Data to process>
+ + + + +

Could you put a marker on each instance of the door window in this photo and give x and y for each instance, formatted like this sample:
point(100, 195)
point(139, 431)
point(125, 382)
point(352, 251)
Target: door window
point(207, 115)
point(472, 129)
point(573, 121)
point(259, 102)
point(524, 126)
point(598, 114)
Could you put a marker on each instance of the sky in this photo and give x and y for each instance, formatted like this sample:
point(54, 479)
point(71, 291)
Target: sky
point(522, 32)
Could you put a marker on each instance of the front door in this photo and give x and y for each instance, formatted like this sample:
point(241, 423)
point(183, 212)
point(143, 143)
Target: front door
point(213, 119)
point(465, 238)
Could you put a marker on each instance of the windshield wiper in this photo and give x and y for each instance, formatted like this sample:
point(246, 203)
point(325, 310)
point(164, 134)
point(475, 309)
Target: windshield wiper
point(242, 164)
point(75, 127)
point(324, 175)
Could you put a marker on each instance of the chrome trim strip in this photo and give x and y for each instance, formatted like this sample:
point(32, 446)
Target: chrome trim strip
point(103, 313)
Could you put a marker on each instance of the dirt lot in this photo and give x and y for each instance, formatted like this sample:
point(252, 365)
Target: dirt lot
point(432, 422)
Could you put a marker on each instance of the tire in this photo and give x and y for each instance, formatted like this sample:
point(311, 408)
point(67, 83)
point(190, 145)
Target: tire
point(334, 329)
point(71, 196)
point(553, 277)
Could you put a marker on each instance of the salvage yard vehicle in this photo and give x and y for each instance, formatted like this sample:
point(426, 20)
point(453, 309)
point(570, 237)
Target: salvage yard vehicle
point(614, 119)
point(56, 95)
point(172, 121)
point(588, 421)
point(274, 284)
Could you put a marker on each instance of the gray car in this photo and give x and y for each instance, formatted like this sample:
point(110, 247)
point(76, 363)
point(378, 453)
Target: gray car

+ + + + +

What you have to do> Reproduce word for word the lines of the material above from the one holding "Could you put a marker on each instance of the gray" through the last line, both included.

Solved problem>
Could you put a marker on each instance of the gray car in this photo and give x and y for each instance, formatted like this sample:
point(110, 247)
point(76, 363)
point(378, 453)
Target: gray car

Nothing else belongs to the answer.